* PROBLEM TO SOLVE
In the data below, locate each line with the word "side" and list it.

Data records
*-*-*

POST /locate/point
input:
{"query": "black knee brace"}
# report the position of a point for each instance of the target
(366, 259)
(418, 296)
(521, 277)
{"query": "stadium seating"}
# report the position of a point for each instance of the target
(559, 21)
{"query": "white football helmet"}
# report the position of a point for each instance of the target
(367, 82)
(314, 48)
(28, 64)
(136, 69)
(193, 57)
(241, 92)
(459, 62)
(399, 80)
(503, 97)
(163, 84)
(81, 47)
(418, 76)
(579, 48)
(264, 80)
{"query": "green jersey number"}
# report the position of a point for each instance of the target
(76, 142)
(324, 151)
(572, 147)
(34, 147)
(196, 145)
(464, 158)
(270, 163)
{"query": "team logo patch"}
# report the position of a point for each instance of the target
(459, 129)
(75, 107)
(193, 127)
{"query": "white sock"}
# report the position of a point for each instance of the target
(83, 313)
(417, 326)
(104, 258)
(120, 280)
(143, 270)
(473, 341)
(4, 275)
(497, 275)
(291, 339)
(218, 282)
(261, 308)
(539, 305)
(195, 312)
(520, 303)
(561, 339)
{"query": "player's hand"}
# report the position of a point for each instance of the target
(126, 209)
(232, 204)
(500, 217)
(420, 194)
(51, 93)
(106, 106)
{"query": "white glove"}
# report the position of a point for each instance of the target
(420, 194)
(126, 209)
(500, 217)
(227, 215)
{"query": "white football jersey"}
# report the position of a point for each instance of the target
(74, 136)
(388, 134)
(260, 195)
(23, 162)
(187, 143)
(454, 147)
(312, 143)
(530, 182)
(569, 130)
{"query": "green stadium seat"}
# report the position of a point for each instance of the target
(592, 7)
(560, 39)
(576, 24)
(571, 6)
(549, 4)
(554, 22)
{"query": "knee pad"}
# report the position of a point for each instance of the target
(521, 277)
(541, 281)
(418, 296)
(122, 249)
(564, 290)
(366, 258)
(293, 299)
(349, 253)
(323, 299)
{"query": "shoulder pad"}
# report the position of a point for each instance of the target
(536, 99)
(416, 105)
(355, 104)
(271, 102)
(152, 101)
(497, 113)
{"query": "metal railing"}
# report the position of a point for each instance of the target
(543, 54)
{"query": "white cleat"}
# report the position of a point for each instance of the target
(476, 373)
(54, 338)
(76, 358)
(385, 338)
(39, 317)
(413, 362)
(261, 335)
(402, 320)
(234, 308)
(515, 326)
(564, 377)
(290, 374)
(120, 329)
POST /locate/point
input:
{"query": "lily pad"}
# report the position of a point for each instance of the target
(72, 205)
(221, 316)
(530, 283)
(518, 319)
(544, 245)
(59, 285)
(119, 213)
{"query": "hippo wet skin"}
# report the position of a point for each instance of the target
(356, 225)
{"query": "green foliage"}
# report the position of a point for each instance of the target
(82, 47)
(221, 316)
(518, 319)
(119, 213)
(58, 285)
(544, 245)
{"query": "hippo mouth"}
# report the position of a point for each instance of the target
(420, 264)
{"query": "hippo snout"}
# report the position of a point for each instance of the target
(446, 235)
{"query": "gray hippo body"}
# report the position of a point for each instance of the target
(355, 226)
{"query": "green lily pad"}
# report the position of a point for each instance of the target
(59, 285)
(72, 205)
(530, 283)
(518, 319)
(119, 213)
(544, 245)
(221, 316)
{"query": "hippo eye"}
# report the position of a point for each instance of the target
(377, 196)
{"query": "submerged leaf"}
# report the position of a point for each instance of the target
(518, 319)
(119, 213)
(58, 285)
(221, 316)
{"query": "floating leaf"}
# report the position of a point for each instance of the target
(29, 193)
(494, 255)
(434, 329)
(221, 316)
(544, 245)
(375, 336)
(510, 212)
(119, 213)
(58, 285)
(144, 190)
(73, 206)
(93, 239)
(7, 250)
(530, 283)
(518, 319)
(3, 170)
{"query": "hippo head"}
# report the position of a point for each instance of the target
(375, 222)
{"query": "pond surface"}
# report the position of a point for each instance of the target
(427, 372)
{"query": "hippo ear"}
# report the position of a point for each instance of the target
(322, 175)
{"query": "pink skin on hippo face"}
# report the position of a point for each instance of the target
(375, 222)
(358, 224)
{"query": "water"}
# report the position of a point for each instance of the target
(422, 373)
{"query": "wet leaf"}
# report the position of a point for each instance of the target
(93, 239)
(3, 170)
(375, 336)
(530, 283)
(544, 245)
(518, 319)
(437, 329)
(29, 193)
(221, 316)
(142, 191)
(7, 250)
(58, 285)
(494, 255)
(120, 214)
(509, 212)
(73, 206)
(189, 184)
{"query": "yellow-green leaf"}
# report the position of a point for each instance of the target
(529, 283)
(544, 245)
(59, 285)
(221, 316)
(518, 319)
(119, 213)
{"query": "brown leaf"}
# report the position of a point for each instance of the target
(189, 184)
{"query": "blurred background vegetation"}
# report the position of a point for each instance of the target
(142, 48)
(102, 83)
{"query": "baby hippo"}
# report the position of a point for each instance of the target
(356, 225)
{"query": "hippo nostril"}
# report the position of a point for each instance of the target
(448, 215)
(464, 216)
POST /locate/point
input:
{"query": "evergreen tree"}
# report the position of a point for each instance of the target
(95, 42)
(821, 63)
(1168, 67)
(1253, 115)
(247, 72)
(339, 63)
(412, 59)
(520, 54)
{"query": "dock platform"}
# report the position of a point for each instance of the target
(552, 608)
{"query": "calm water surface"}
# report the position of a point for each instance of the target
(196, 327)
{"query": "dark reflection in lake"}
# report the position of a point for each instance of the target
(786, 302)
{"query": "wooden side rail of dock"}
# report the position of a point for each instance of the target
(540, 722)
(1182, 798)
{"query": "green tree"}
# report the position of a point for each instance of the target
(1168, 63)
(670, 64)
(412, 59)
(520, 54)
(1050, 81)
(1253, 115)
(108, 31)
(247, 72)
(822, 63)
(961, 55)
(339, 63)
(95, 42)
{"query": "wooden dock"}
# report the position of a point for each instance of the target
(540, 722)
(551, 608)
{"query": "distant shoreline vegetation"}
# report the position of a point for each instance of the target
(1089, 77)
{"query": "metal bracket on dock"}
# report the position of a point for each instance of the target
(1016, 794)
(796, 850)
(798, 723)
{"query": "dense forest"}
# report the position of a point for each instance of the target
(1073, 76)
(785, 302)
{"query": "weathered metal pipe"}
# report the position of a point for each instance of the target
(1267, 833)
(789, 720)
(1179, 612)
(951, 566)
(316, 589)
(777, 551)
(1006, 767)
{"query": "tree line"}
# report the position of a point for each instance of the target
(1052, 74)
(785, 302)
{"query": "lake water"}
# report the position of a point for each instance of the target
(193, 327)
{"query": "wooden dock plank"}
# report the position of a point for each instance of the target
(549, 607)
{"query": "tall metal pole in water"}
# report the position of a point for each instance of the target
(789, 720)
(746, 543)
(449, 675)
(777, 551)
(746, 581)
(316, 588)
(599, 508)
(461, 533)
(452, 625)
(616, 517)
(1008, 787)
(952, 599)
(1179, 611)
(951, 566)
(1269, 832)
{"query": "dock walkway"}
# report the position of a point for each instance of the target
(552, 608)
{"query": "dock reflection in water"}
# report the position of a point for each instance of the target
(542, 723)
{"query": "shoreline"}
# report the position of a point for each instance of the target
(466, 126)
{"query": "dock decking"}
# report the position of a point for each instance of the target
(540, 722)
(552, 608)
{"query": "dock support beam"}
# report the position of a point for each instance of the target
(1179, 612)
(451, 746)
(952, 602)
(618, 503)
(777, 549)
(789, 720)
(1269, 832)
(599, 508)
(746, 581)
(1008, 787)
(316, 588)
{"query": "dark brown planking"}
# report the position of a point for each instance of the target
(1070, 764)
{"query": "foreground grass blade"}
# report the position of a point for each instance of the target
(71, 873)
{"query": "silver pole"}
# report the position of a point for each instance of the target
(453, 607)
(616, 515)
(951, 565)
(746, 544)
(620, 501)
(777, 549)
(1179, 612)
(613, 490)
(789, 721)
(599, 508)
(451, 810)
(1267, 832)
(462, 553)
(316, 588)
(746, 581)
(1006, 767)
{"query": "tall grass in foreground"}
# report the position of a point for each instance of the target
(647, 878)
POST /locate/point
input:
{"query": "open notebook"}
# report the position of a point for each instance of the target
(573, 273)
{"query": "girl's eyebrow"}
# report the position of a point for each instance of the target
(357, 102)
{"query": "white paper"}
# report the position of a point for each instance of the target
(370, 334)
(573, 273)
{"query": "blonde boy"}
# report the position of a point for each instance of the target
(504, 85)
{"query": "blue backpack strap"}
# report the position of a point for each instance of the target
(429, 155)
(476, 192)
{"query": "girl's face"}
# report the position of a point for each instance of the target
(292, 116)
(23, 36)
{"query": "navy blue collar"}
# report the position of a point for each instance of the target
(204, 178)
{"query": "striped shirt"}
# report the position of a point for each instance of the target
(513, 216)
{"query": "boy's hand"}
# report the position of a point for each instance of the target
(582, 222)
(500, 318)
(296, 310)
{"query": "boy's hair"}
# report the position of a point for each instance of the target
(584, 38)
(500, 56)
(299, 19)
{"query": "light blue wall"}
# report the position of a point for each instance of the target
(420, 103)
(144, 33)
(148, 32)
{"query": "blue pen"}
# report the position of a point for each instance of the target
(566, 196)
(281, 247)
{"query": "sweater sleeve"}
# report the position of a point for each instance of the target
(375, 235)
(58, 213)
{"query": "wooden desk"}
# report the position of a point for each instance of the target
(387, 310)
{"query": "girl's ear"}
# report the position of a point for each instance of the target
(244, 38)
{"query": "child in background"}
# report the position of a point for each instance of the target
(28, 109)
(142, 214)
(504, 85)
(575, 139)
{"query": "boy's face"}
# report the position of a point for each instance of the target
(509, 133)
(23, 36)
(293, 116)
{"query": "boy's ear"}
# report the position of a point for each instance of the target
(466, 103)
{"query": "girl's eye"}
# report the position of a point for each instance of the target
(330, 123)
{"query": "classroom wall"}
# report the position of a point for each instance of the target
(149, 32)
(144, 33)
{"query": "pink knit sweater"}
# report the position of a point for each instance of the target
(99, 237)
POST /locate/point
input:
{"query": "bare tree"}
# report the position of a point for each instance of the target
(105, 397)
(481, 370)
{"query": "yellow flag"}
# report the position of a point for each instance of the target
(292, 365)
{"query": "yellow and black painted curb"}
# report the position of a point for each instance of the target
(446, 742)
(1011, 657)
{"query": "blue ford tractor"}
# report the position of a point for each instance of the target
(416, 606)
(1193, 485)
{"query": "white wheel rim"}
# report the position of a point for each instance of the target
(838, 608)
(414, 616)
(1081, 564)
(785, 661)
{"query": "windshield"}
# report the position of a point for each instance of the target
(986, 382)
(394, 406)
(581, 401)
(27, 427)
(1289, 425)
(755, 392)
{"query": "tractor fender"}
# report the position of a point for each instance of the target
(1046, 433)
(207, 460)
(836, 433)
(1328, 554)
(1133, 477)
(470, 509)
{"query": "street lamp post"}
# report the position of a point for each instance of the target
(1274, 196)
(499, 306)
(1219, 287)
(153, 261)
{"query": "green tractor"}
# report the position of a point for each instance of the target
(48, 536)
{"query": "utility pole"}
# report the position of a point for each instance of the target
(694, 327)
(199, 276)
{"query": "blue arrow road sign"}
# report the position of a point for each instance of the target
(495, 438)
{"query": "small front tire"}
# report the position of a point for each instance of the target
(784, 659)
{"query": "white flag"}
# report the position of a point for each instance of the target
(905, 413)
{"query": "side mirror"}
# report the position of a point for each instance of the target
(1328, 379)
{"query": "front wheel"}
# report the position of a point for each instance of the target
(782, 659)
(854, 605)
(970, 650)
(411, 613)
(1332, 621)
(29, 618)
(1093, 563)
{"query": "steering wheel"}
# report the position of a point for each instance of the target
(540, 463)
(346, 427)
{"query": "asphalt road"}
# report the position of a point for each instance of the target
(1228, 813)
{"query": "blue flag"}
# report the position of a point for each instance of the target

*-*-*

* ANSWER SECTION
{"query": "wooden side rail of dock"}
{"query": "side mirror"}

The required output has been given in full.